All material below is to be reproduced exactly.

Rows:
** Start **
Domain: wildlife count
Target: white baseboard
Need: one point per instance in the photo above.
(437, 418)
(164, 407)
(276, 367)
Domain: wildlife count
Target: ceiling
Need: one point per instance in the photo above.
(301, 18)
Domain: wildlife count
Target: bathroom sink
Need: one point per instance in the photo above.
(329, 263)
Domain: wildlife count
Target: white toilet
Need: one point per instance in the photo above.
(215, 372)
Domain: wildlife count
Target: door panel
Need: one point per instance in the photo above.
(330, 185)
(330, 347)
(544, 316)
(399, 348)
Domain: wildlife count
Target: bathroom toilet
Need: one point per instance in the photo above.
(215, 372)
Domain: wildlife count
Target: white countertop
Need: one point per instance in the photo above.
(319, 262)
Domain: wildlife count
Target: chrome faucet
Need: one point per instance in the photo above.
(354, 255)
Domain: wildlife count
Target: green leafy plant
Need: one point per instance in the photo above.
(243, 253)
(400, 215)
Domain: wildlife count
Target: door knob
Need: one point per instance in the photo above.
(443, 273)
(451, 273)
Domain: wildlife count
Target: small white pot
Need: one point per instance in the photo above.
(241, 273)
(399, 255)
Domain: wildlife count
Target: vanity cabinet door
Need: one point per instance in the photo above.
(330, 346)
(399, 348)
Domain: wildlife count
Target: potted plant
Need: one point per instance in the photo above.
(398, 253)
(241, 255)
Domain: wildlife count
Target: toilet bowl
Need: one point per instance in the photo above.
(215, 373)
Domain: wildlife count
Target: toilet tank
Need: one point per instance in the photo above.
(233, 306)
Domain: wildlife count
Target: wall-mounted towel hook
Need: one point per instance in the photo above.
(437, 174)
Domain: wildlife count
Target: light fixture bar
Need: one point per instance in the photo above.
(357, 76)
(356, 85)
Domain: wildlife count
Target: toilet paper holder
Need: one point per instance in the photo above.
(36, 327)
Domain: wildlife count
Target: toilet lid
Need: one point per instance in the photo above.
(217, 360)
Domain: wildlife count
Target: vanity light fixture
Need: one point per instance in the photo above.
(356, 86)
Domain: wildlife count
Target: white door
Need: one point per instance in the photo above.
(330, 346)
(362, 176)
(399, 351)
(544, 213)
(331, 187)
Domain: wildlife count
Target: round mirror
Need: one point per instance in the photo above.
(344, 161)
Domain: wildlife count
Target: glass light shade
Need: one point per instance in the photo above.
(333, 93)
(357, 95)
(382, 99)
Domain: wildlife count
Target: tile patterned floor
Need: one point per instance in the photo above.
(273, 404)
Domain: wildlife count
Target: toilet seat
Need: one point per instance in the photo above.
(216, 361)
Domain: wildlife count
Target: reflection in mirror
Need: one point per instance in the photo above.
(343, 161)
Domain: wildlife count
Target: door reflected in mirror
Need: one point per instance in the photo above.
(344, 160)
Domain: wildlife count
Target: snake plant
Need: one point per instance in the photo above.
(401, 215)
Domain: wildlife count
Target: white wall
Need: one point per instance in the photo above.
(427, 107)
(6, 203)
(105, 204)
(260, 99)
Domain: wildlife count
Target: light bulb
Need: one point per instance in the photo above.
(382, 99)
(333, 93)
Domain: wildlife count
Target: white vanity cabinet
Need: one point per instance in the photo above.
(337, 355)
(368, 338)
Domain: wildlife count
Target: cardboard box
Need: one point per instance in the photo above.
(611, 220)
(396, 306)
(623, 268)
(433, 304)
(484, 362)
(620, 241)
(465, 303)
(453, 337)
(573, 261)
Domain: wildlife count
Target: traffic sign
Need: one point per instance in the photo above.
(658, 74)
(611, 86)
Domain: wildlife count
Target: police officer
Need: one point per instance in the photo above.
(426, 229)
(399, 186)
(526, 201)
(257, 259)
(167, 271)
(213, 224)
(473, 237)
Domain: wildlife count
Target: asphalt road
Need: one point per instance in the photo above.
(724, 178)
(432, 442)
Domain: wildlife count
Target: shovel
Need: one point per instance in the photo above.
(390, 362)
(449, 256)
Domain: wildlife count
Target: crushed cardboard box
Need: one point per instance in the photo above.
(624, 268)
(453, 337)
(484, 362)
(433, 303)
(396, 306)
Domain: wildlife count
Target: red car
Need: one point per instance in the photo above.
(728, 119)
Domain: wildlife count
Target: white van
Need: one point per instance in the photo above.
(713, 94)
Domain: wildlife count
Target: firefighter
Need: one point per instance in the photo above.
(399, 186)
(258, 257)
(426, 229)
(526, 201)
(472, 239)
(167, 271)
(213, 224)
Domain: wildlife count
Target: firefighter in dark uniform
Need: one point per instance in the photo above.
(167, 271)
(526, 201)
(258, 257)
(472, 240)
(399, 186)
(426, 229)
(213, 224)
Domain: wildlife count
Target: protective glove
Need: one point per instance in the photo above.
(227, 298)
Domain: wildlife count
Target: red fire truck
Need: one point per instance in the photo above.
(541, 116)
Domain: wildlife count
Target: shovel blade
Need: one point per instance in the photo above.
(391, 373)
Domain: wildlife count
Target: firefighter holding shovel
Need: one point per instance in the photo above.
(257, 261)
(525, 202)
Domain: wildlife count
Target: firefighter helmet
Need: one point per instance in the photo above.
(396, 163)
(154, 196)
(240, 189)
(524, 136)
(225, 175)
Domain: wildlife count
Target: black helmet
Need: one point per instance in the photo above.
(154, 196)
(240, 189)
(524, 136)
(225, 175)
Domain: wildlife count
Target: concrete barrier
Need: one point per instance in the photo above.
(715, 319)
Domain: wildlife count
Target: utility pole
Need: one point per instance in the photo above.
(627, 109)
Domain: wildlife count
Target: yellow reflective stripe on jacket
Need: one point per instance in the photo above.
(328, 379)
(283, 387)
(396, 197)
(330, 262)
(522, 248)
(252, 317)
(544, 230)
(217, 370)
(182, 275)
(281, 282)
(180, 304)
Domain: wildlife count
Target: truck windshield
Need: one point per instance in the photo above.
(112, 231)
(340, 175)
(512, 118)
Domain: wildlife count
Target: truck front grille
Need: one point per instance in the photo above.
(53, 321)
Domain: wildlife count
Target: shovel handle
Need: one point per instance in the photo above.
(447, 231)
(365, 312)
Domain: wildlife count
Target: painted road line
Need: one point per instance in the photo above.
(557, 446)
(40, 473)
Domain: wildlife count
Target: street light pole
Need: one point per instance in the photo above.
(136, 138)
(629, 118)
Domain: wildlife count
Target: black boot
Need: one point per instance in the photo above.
** End **
Completed exercise:
Domain: wildlife count
Target: white baseboard
Need: one point per instance in the photo above.
(437, 418)
(164, 407)
(276, 367)
Domain: wildlife count
Target: ceiling
Need: one point per instance in the photo above.
(301, 18)
Domain: wildlife count
Target: bathroom sink
Need: one point per instance in the photo above.
(329, 263)
Domain: wildlife count
Target: white toilet
Need: one point per instance in the photo above.
(215, 372)
Domain: wildlife count
Target: door panel
Need: one point per instance in the photo above.
(330, 185)
(330, 347)
(544, 316)
(399, 348)
Domain: wildlife count
Target: bathroom toilet
Need: one point per instance in the photo above.
(215, 372)
Domain: wildlife count
Target: white countertop
Need: one point per instance in the photo above.
(319, 262)
Domain: wildlife count
Target: chrome faucet
Need: one point per instance in the photo above.
(354, 255)
Domain: wildlife count
Target: green leafy plant
Need: one point per instance in the photo above.
(243, 253)
(400, 215)
Domain: wildlife count
Target: door knob
Need: one point per instance in the photo above.
(443, 273)
(451, 273)
Domain: wildlife count
Target: small white pot
Need: one point per instance in the photo above.
(241, 273)
(399, 255)
Domain: wildlife count
Target: vanity cabinet door
Need: one point per instance in the photo above.
(330, 346)
(399, 348)
Domain: wildlife count
Target: potted plant
Need: one point per instance in the photo above.
(398, 253)
(241, 255)
Domain: wildlife count
Target: toilet bowl
Need: one point per instance in the photo above.
(215, 373)
Domain: wildlife count
Target: toilet tank
Need: one point per instance in the photo above.
(233, 306)
Domain: wildlife count
Target: wall-mounted towel hook
Need: one point per instance in the photo above.
(437, 174)
Domain: wildlife count
Target: light fixture bar
Need: one point per instance in the photo above.
(357, 76)
(356, 85)
Domain: wildlife count
Target: toilet paper holder
Need: one point per instance in the photo above.
(36, 327)
Domain: wildlife count
Target: toilet lid
Need: one point per instance in the photo above.
(217, 360)
Domain: wildlife count
Target: vanity light fixture
Need: one point per instance in the photo above.
(356, 86)
Domain: wildlife count
Target: white door
Need: one point per instance in the photo above.
(330, 346)
(362, 176)
(399, 351)
(544, 213)
(331, 187)
Domain: wildlife count
Target: round mirror
Need: one point per instance in the photo above.
(344, 161)
Domain: wildlife count
Target: glass light shade
Need: one point per instance in the photo above.
(333, 93)
(357, 95)
(382, 99)
Domain: wildlife count
Target: tile patterned floor
Need: one point per instance in the photo above.
(273, 404)
Domain: wildlife count
Target: toilet seat
Need: one point per instance in the photo above.
(216, 361)
Domain: wildlife count
Target: reflection in mirror
Need: one point per instance in the photo above.
(343, 161)
Domain: wildlife count
Target: door reflected in mirror
Need: one point per instance in the photo above.
(344, 160)
Domain: wildlife count
Target: snake plant
Need: one point per instance in the photo above.
(401, 215)
Domain: wildlife count
Target: white wall
Need: one point per instance in the photo above.
(427, 107)
(6, 203)
(105, 204)
(260, 99)
Domain: wildlife count
Target: light bulb
Need: one point per instance in the photo above.
(382, 99)
(333, 93)
Domain: wildlife count
Target: white vanity cabinet
Need: one point per instance in the photo above.
(337, 355)
(368, 338)
Domain: wildlife count
Target: cardboard box
Need: one point per instance in the photo above.
(611, 220)
(396, 306)
(623, 268)
(433, 304)
(484, 362)
(620, 241)
(465, 303)
(453, 337)
(573, 261)
Domain: wildlife count
Target: traffic sign
Need: one point per instance in the photo above.
(658, 74)
(611, 86)
Domain: wildlife count
Target: police officer
Need: one point per instance in the photo above.
(426, 229)
(399, 186)
(526, 201)
(257, 259)
(167, 271)
(213, 224)
(473, 237)
Domain: wildlife count
Target: asphalt road
Need: one point per instance in the photo above.
(724, 178)
(432, 442)
Domain: wildlife count
Target: shovel
Need: one point per instance in the photo above.
(390, 362)
(449, 256)
Domain: wildlife count
Target: crushed cardboard box
Need: one point per instance in the photo above.
(624, 268)
(453, 337)
(484, 362)
(433, 303)
(396, 306)
Domain: wildlife count
Target: red car
Need: one point per instance in the photo above.
(728, 119)
Domain: wildlife count
Target: white van
Need: one point per instance in the photo above.
(713, 94)
Domain: wildlife count
Target: firefighter
Need: one point per instance in the photo above.
(399, 186)
(258, 257)
(426, 229)
(526, 201)
(472, 239)
(167, 271)
(213, 224)
Domain: wildlife count
Target: firefighter in dark uniform
Need: one point per instance in the photo above.
(167, 271)
(526, 201)
(258, 257)
(472, 240)
(399, 186)
(426, 229)
(213, 224)
Domain: wildlife count
Target: protective glove
Need: one point per instance in the photo above.
(227, 298)
Domain: wildlife count
Target: red fire truck
Need: one point per instance in the photo above.
(541, 116)
Domain: wildlife count
Target: shovel blade
Need: one point per instance in the photo above.
(391, 373)
Domain: wildlife count
Target: firefighter holding shovel
Need: one point per instance in the photo above.
(257, 261)
(525, 202)
Domain: wildlife count
Target: firefighter helmet
Need: one point per instance in the photo above.
(396, 163)
(154, 196)
(240, 189)
(524, 136)
(225, 175)
Domain: wildlife count
Target: black helmet
Need: one point per instance in the photo above.
(154, 196)
(240, 189)
(524, 136)
(225, 175)
Domain: wildlife count
Target: concrete barrier
Need: one point per instance in the photo above.
(715, 319)
Domain: wildlife count
Target: utility pole
Need: one point per instance in the photo above.
(627, 109)
Domain: wildlife count
Target: yellow reflective stripe on jacket
Need: one point per instance in the photo above.
(328, 379)
(283, 387)
(396, 197)
(330, 262)
(522, 248)
(252, 317)
(544, 230)
(217, 370)
(182, 275)
(281, 282)
(180, 304)
Domain: wildlife count
Target: truck windshield
Need: one point per instance in the photo above.
(112, 231)
(340, 175)
(512, 118)
Domain: wildlife count
Target: truck front grille
Need: one point per instance in the photo above.
(53, 321)
Domain: wildlife count
Target: shovel handle
Need: one point per instance in the photo above.
(447, 231)
(365, 312)
Domain: wildlife count
Target: painted road line
Need: one point per instance in the photo above.
(557, 446)
(40, 473)
Domain: wildlife count
Target: street light pole
Need: one point per instance in the photo above.
(136, 138)
(629, 118)
Domain: wildlife count
Target: black boot
Need: one point per instance in the photo above.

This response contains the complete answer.